Could you replace every "test case" in the material below with "exercise" and give all of it again, changing nothing else?

**********

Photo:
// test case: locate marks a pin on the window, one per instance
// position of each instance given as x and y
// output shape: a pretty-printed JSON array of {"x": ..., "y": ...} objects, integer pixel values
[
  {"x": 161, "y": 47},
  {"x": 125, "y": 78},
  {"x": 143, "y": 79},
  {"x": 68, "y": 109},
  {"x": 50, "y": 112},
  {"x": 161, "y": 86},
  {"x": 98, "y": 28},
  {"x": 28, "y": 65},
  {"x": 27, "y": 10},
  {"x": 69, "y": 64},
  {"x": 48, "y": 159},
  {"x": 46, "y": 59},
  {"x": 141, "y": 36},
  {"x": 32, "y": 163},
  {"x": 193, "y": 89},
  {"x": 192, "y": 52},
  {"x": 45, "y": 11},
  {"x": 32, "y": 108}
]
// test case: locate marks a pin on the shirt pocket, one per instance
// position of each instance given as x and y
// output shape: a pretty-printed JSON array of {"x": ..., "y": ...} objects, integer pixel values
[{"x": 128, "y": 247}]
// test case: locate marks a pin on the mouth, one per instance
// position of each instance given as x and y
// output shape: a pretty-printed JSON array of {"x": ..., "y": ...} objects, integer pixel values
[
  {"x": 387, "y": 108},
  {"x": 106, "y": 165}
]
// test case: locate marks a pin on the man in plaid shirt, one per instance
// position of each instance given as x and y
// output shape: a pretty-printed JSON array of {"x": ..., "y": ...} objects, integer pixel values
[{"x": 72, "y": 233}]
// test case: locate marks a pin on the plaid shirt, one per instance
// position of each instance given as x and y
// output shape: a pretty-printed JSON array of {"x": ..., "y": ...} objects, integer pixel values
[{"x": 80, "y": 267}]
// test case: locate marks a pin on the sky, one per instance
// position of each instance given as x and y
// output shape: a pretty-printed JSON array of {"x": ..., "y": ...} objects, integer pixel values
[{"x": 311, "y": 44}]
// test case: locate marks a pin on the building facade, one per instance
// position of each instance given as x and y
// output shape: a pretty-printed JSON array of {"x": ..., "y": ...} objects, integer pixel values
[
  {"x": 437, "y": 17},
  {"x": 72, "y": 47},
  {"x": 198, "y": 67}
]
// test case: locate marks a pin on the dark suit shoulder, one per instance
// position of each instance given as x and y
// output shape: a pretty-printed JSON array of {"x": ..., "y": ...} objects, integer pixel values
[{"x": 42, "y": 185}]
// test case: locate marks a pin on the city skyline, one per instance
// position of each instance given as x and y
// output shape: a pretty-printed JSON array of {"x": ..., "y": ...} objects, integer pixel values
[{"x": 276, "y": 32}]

**********

WRITTEN ANSWER:
Photo:
// exercise: locate marks a pin on the window, one per instance
// position of each instance given as x and y
// output shape: a pretty-printed JSON array of {"x": ..., "y": ...} objects, integer pixel values
[
  {"x": 161, "y": 47},
  {"x": 125, "y": 78},
  {"x": 143, "y": 79},
  {"x": 68, "y": 109},
  {"x": 50, "y": 112},
  {"x": 161, "y": 86},
  {"x": 98, "y": 28},
  {"x": 28, "y": 65},
  {"x": 27, "y": 10},
  {"x": 69, "y": 64},
  {"x": 48, "y": 159},
  {"x": 46, "y": 59},
  {"x": 141, "y": 36},
  {"x": 32, "y": 163},
  {"x": 193, "y": 89},
  {"x": 192, "y": 52},
  {"x": 45, "y": 11},
  {"x": 32, "y": 108}
]
// exercise: locate marks a pin on the shirt pocket, one per instance
// position of each instance given as x and y
// output shape: a pretty-printed JSON array of {"x": ..., "y": ...} objects, integer pixel values
[{"x": 128, "y": 247}]
// exercise: locate marks a pin on the mouth, one per instance
// position of each instance given as x and y
// output shape: a pretty-printed JSON array of {"x": ..., "y": ...} objects, integer pixel values
[
  {"x": 387, "y": 108},
  {"x": 106, "y": 165}
]
// exercise: locate marks a pin on the man in plaid shirt, one per instance
// position of each instance given as x and y
// output shape: a pretty-printed JSON array of {"x": ..., "y": ...} objects, integer pixel values
[{"x": 72, "y": 233}]
// exercise: locate marks a pin on the plaid shirt, one per instance
// position of each instance given as x and y
// output shape: a pretty-printed JSON array of {"x": ..., "y": ...} objects, integer pixel values
[{"x": 80, "y": 267}]
// exercise: locate marks a pin on the sky, one per instance
// position of each instance given as x and y
// output shape: a pretty-printed JSON array of {"x": ..., "y": ...} objects, integer pixel values
[{"x": 311, "y": 44}]
// exercise: locate marks a pin on the building facade, one per instance
// position of each instance given as x and y
// output shape: a pretty-printed JSON array of {"x": ..., "y": ...} objects, integer pixel values
[
  {"x": 437, "y": 17},
  {"x": 72, "y": 47},
  {"x": 198, "y": 67}
]
// exercise: locate marks a pin on the dark suit shoulder, one per instance
// position of each instance given as x and y
// output shape: a pretty-printed JSON array of {"x": ..., "y": ...} objects, integer pixel values
[{"x": 42, "y": 185}]
// exercise: locate marks a pin on the city skyline, one per instance
// position of each instance given as x and y
// output shape: a pretty-printed JSON array of {"x": ..., "y": ...} objects, integer pixel values
[{"x": 276, "y": 32}]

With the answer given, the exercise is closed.